» **What to do**: Omit the images and return the remaining entries unchanged.

» **Source material**:
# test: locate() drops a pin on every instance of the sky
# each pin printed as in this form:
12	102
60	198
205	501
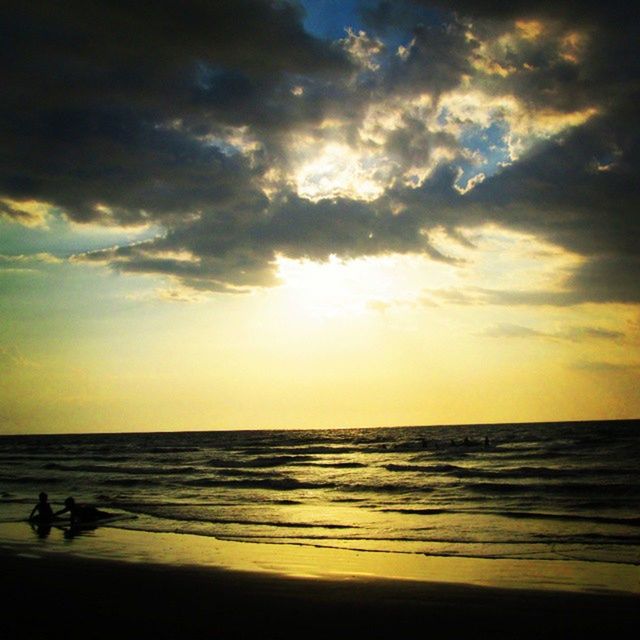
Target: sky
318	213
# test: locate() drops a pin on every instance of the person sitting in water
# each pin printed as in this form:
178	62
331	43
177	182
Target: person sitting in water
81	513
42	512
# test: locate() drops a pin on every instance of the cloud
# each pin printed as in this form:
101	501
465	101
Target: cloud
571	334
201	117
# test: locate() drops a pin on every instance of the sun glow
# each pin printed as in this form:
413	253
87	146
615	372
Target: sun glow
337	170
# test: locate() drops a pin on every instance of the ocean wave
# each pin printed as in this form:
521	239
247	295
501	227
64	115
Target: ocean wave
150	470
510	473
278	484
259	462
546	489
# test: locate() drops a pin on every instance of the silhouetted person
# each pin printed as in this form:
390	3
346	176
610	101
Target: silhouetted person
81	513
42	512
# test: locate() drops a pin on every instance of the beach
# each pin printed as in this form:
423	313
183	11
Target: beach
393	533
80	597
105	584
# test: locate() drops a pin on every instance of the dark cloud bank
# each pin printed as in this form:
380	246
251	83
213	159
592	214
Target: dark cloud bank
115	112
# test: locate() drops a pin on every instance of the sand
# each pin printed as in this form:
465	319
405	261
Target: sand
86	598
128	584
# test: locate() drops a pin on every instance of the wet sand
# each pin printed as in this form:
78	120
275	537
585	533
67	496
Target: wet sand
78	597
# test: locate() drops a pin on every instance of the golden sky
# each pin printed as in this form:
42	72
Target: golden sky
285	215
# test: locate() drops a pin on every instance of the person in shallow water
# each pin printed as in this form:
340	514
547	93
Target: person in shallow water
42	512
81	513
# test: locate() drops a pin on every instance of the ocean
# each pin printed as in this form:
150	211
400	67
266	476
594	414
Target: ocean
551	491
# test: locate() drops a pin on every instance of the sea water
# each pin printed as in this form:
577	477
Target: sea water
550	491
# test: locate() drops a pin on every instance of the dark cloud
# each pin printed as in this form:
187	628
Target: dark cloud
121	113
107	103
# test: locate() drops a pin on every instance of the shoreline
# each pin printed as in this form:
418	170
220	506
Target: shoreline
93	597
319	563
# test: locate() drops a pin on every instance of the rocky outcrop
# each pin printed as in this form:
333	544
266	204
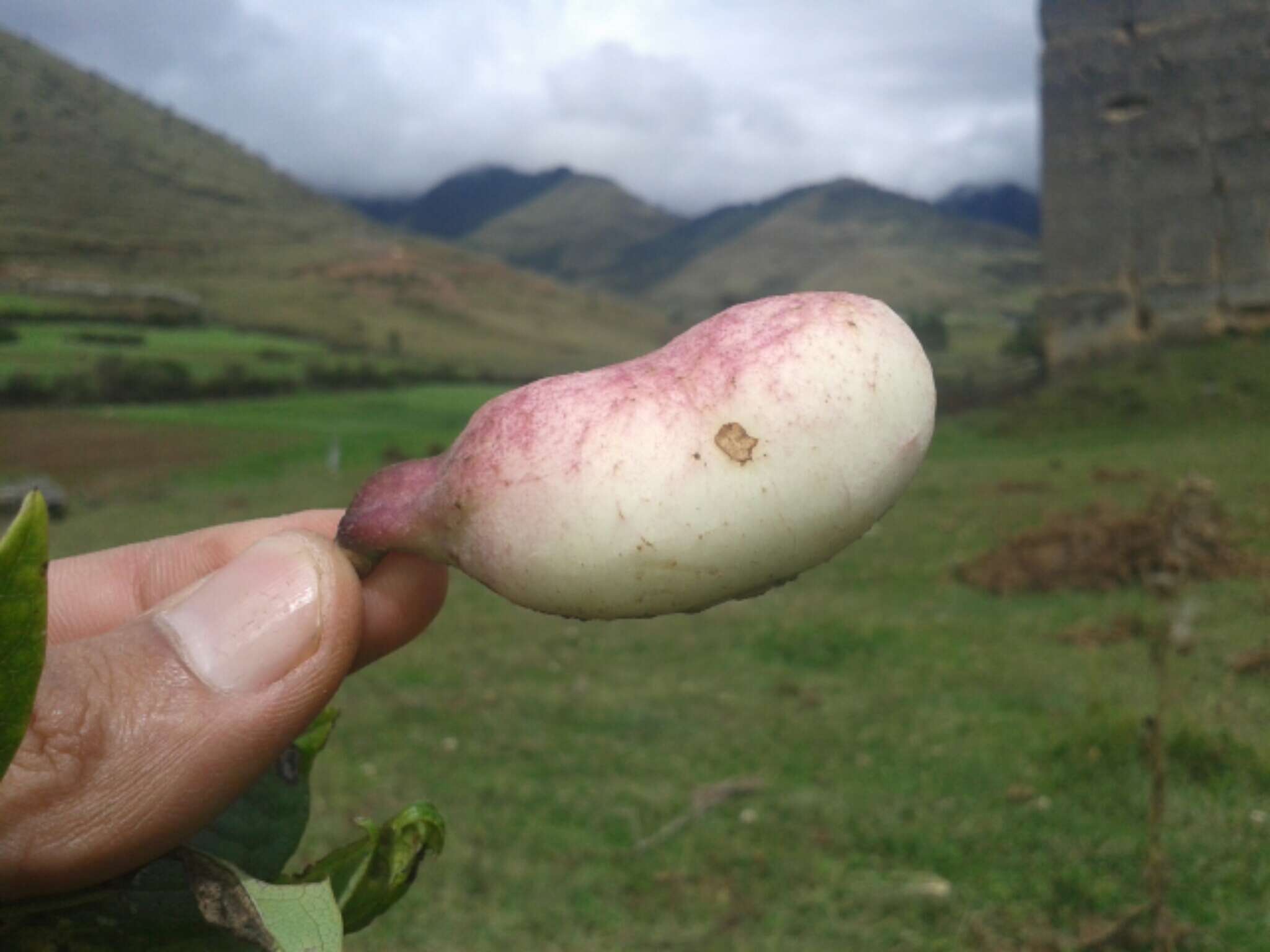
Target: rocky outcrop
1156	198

» **Answer to this exercise**:
# test: locate() drops a pin on every instance of the sky
# each pin printed as in this form:
12	102
60	198
205	501
Target: sky
318	213
# test: locate() drops a pin on every instance of the person sitting in water
# each pin printed as in this form:
178	62
331	43
177	182
Target: person sitting in water
81	513
42	512
# test: locate() drops a pin on every instance of the cloud
# each pin printed as in this form:
101	501
465	101
Target: cloud
571	334
201	117
# test: locate() drops a pin on every instance of the sun glow
# each pin printed as in this form:
413	253
87	146
615	372
Target: sun glow
337	170
# test: locate() drops a pin on every instance of the ocean wave
# each pin printed as in this form:
521	239
247	295
501	227
64	115
Target: ocean wave
150	470
510	473
278	484
259	462
546	489
# test: locate() drops a pin on every instance of the silhouetted person
# each pin printed as in this form:
390	3
346	176
610	101
Target: silhouetted person
81	513
42	512
# test: locate() drops a pin on every instance of the beach
# each pin printed as in this form:
423	313
183	11
Target: beach
393	533
80	597
105	584
# test: locate() drops a pin on every instance of the dark cloud bank
# each pin printed as in this form:
380	246
251	83
213	159
592	214
Target: dark cloud bank
115	112
# test: locate() drops a pin on every instance of the sand
# each pin printed as in this form:
465	319
405	261
Target: sand
86	598
128	584
# test: locate() drops a pin on every instance of the wet sand
# each pin printed as in this form:
78	120
275	537
585	533
67	496
Target: wet sand
78	597
# test: locate() drops a pin on every instance of the golden sky
# each pin printed as in this form:
42	72
Target: golden sky
285	215
# test: locate() drops a pin on every instance of the person in shallow water
# each pin printed as in this form:
340	514
547	93
Target: person in shallow water
42	512
81	513
# test: locate() drops a pin on every instance of the ocean
# each pin printed as in this form:
150	211
400	67
266	476
594	414
Target: ocean
551	491
# test: locate() drops a pin on every instance of the sea water
# each pin printed as in this form:
577	477
Target: sea water
550	491
# test: locate() drops a pin on every instance of the dark cloud
# each pin printed as in this form:
187	628
Target: dark cloud
121	113
107	103
# test: locate() drops a pin on every instance of the shoreline
# each pin printed as in this form:
418	170
220	506
Target: shoreline
93	597
319	563
# test: locate() drops a pin on every instance of the rocky outcrop
# each pin printed as in this form:
333	544
266	204
Target: rocky outcrop
1156	198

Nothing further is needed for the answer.